Trending Topic
Sudah Menikah, Tak Kunjung Mandiri. Potret Pasangan Muda Millennial?

27 Jul 2016


Foto: Fotosearch


Anak di rumah ada yang mengawasi, makanan pun sudah tersedia di meja makan, lampu putus ada yang mengganti, tiap hari baju bersih tersetrika rapi selalu tersedia, sopir pun siap mengantar. Enak memang tinggal bersama orang tua, tidak harus pusing memikirkan macam-macam. Bekerja pun jadi bisa fokus. Benarkah sebanyak itu hal positifnya?

Kalau bicara ideal, orang menikah pasti ingin memiliki ruang sendiri, baik terpisah rumah atau tidak. “Karena di sinilah saatnya pasangan mulai membangun teamwork. Ada yang harus dipelajari setelah keluar dari sarang. Melepaskan diri dari dunia masing-masing dan membentuk tim yang baru,” Nessi menuturkan.
           
Hal inilah yang juga dipikirkan oleh Amila dahulu, saat memilih tinggal sendiri setelah menikah. Amilla dan suami menikah di usia muda, 22 dan 24. Emosi yang masih labil dan sama-sama belum mapan membuat mereka sering bertengkar, khususnya masalah finansial.  Karena itulah, mereka merasa butuh masa penyesuaian dan membangun aturan sendiri tanpa direcoki pihak luar.

▸ Data yang Diberikan:

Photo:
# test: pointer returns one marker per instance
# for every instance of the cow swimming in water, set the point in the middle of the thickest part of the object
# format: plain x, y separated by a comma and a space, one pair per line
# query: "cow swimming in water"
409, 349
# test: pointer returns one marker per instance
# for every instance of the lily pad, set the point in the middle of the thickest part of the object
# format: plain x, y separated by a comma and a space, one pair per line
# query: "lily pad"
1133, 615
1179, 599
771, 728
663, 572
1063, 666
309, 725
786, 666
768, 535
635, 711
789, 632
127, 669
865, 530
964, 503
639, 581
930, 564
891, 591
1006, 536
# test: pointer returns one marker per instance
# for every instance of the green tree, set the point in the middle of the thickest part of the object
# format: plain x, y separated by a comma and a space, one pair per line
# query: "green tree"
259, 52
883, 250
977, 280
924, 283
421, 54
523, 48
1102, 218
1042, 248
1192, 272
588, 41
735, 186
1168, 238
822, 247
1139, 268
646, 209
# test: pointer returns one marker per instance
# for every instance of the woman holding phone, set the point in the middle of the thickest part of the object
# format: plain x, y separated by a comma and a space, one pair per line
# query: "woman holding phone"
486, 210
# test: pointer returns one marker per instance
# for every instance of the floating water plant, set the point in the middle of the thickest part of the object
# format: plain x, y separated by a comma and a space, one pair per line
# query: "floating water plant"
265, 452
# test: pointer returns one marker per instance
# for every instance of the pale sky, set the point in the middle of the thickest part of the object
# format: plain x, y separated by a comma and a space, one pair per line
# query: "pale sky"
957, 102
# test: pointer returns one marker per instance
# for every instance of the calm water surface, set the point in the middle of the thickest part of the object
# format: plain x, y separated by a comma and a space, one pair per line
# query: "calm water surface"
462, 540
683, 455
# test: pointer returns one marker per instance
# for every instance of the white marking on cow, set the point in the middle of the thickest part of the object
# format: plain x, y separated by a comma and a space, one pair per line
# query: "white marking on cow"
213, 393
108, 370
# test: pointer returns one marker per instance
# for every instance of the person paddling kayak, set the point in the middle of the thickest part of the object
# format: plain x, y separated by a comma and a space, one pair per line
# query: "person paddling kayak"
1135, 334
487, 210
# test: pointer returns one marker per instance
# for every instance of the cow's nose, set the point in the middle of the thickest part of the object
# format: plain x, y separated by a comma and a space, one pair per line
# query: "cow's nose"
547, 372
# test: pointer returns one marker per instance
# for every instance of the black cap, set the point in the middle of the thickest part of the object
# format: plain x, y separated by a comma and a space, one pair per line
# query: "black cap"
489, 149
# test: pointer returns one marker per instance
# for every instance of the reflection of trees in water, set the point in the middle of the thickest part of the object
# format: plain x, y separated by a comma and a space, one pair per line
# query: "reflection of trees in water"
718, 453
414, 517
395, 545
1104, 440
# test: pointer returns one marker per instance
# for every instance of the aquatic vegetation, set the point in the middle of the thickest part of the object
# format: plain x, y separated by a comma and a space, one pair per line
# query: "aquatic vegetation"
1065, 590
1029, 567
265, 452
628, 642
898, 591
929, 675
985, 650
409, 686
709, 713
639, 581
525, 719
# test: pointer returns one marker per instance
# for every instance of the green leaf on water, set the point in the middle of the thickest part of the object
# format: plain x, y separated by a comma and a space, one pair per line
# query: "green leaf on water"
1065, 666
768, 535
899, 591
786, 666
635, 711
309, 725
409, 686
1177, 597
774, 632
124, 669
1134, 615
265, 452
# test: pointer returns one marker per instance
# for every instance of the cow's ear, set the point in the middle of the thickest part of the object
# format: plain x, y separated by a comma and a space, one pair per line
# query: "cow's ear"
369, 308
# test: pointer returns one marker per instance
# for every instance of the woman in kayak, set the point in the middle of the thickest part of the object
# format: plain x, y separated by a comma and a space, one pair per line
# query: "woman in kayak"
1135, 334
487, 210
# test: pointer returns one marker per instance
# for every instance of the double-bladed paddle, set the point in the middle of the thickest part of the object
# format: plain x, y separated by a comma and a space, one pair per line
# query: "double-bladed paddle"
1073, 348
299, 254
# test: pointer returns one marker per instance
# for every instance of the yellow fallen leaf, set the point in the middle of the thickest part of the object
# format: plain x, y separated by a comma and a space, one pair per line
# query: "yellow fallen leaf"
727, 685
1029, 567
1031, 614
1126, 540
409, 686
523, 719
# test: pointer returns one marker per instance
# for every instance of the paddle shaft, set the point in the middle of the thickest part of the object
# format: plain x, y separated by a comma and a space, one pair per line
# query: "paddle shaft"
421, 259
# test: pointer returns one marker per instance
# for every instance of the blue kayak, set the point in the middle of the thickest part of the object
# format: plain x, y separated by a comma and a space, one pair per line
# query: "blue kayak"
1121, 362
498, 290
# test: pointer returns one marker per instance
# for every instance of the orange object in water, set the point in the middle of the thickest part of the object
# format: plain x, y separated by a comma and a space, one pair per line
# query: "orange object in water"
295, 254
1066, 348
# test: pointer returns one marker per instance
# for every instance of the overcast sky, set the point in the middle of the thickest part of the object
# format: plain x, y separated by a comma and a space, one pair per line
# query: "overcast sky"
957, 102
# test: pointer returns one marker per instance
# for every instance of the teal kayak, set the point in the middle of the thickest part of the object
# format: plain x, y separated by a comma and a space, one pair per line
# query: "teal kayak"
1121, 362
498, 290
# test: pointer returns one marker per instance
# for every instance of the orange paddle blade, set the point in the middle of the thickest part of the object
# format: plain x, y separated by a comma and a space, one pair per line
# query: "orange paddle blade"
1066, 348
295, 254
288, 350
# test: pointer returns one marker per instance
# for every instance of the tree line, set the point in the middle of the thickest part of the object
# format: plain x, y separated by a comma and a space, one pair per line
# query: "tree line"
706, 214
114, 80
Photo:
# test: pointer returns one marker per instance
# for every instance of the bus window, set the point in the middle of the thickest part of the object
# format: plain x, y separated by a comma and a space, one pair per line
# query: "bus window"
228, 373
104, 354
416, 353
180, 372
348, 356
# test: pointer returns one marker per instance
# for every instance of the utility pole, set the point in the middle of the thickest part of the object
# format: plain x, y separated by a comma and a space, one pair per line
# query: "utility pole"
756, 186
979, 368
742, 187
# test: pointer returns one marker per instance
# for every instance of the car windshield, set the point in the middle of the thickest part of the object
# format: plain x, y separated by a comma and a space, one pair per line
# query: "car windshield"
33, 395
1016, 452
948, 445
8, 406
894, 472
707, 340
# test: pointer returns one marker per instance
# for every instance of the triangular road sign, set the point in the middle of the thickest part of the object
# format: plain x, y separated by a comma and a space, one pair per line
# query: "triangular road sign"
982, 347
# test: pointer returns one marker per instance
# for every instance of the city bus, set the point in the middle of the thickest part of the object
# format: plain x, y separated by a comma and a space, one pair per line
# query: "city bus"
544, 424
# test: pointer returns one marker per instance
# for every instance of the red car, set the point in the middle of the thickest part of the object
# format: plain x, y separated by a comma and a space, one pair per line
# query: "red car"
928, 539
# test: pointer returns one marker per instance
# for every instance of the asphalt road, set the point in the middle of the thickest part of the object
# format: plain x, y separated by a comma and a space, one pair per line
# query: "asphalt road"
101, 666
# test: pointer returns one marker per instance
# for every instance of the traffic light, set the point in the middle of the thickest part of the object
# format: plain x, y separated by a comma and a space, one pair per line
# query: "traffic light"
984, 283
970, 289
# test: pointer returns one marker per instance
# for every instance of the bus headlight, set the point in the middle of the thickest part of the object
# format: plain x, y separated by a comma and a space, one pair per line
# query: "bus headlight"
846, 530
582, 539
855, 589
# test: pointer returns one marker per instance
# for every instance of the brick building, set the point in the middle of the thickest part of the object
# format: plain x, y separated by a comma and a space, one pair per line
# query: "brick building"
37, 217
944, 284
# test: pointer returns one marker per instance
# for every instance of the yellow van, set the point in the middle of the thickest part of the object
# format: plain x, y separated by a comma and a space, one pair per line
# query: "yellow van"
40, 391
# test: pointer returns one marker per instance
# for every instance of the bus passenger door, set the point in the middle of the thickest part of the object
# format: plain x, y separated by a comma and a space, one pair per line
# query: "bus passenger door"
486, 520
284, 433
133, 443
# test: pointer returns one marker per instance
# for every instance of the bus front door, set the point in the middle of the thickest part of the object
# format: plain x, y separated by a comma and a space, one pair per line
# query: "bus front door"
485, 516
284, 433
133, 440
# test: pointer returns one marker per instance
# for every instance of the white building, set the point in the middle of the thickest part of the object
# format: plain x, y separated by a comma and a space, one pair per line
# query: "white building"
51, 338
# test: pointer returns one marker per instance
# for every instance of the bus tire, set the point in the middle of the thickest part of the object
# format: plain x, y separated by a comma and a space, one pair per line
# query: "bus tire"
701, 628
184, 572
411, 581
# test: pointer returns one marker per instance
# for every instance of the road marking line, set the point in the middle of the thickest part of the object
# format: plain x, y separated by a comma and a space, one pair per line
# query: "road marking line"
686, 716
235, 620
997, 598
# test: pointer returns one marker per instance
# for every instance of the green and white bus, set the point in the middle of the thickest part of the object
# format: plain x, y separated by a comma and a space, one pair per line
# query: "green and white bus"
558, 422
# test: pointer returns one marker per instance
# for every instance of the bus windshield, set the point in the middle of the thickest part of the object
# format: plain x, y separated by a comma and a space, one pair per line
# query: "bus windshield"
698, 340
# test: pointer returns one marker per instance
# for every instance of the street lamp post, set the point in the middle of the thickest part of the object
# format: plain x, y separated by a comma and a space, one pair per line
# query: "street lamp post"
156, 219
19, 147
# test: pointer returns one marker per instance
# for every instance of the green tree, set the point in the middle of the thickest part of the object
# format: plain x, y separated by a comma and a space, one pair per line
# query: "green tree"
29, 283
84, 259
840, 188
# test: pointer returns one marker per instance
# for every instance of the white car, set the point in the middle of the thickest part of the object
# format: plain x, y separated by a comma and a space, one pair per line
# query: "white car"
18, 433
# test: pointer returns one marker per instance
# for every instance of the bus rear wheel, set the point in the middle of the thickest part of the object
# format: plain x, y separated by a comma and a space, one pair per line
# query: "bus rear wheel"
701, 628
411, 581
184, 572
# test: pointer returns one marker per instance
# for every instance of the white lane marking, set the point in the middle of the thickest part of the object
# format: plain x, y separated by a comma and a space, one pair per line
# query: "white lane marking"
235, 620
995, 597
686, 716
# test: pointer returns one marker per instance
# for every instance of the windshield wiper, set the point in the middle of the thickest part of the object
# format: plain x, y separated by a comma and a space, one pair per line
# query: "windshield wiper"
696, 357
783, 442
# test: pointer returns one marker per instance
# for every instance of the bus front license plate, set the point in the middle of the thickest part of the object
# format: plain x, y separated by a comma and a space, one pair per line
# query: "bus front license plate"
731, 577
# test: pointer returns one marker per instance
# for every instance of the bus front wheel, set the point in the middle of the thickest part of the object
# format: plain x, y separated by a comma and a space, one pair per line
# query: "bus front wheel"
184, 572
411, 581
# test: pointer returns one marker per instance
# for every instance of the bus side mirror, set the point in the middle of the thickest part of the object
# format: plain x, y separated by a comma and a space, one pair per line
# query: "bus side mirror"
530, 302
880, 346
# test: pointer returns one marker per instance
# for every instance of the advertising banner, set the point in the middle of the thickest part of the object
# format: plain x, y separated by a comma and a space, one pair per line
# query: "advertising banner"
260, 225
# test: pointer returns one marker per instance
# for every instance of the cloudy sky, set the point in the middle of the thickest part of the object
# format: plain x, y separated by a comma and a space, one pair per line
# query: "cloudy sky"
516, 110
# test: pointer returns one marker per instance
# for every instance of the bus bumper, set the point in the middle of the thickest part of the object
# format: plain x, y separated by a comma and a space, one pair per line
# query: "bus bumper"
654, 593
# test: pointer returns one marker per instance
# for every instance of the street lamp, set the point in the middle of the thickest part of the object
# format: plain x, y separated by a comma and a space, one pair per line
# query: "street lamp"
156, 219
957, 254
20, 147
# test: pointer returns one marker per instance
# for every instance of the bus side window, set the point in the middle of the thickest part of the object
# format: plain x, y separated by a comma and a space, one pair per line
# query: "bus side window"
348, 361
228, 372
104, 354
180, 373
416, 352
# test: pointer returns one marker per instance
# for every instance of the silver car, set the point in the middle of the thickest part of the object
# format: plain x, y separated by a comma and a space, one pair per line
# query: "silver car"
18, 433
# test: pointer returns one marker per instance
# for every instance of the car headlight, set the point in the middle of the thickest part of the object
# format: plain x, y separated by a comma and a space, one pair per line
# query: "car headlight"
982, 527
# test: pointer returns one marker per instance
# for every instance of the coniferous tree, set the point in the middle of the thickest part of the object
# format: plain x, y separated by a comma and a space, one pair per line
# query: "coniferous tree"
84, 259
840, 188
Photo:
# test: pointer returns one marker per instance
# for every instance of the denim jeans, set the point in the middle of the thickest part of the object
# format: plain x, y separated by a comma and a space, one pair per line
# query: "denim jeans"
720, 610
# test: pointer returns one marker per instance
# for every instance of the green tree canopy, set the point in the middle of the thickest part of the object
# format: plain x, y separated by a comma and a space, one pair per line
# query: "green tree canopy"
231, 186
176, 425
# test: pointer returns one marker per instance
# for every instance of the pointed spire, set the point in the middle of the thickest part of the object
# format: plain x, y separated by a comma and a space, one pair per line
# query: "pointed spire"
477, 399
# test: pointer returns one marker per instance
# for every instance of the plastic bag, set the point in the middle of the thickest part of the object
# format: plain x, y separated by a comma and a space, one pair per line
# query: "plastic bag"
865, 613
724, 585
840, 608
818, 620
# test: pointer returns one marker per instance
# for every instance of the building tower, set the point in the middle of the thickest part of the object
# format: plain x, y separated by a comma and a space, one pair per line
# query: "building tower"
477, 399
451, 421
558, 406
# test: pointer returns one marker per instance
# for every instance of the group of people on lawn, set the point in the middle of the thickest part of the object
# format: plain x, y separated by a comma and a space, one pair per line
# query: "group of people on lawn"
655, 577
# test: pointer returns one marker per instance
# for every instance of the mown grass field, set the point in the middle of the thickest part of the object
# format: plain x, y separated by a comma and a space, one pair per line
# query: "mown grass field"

▸ Soal Latihan 1: Menurut Nessi dalam kutipan teks, apa yang mulai dibangun pasangan ketika mereka memiliki ruang sendiri setelah menikah?
▸ Soal Latihan 2: Cetak bagian kutipan teks tanpa mengubah apa pun, mulai dari "Trending Topic" sampai dengan "itu hal positifnya?".

▸ Jawaban Latihan 1: Pasangan mulai membangun teamwork.

▸ Jawaban Latihan 2:
Trending Topic
Sudah Menikah, Tak Kunjung Mandiri. Potret Pasangan Muda Millennial?

27 Jul 2016


Foto: Fotosearch


Anak di rumah ada yang mengawasi, makanan pun sudah tersedia di meja makan, lampu putus ada yang mengganti, tiap hari baju bersih tersetrika rapi selalu tersedia, sopir pun siap mengantar. Enak memang tinggal bersama orang tua, tidak harus pusing memikirkan macam-macam. Bekerja pun jadi bisa fokus. Benarkah sebanyak itu hal positifnya?